▸ **EXCERPTED TEXT**
34th Street is a station on the Hudson–Bergen Light Rail (HBLR) in Bayonne, Hudson County, New Jersey. The third of four stations in the city of Bayonne, 34th Street is located at the intersection of Avenue E and East 34th Street, the station doubles as a park and ride with access to Route 440 southbound.

History

Jersey Central station
34th Street station was built just north of a former Central Railroad of New Jersey station, located at Avenue E and East 33rd Street. This station was known as East 33rd Street and, before that, it was known as Bayonne. The station opened on August 1, 1864 as part of a railroad connection between what would become Communipaw Terminal and the Bergen Point neighborhood. This was before the bridge across Newark Bay had been built which connected the railroad to the main line at Elizabethport. The depot was built on the westbound platform at the time and a new eastbound station was completed in 1901. The westbound depot was razed in 1962. East 33rd Street's eastbound depot became the main ticket agency, which was removed on April 30, 1967 as part of the Aldene Plan, which moved passenger service to the Lehigh Valley Railroad into Newark Penn Station. Passenger service through Bayonne and Jersey City was truncated to East 33rd Street as part of the Aldene Plan. The station depot was razed in 1969. Passenger service at East 33rd Street ended on August 6, 1978 when Conrail ended the shuttle between Cranford and East 33rd Street.

▸ **TASKS FOR THIS EXERCISE**
1. Please reproduce the part of the 34th Street station article starting with "34th Street is a" and going on through "to Route 440 southbound.".
2. Pull out each line in the records that contains the string "Target".

▸ **RECORDS FOR THE EXERCISE**
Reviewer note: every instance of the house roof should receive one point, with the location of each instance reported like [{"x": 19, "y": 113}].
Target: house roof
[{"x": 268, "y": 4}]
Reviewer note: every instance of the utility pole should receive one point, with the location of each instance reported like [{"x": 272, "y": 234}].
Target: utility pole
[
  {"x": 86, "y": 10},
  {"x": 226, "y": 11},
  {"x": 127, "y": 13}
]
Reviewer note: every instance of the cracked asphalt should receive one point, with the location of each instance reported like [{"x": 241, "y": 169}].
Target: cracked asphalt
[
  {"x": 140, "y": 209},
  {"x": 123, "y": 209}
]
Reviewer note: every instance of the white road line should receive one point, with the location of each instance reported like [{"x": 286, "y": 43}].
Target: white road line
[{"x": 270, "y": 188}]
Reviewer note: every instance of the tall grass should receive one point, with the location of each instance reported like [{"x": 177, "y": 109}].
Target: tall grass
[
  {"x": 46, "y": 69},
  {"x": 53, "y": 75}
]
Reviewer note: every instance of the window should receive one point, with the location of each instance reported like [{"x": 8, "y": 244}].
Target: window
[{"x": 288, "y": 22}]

* * *

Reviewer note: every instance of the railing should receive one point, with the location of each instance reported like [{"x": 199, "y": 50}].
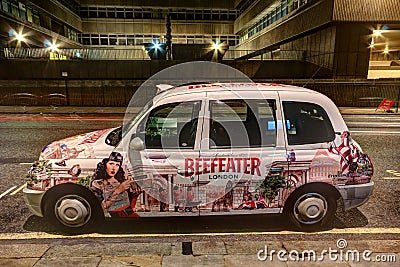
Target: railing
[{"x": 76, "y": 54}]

▸ **EXERCISE RESPONSES**
1.
34th Street is a station on the Hudson–Bergen Light Rail (HBLR) in Bayonne, Hudson County, New Jersey. The third of four stations in the city of Bayonne, 34th Street is located at the intersection of Avenue E and East 34th Street, the station doubles as a park and ride with access to Route 440 southbound.

2.
Target: house roof
Target: utility pole
Target: cracked asphalt
Target: white road line
Target: tall grass
Target: window
Target: railing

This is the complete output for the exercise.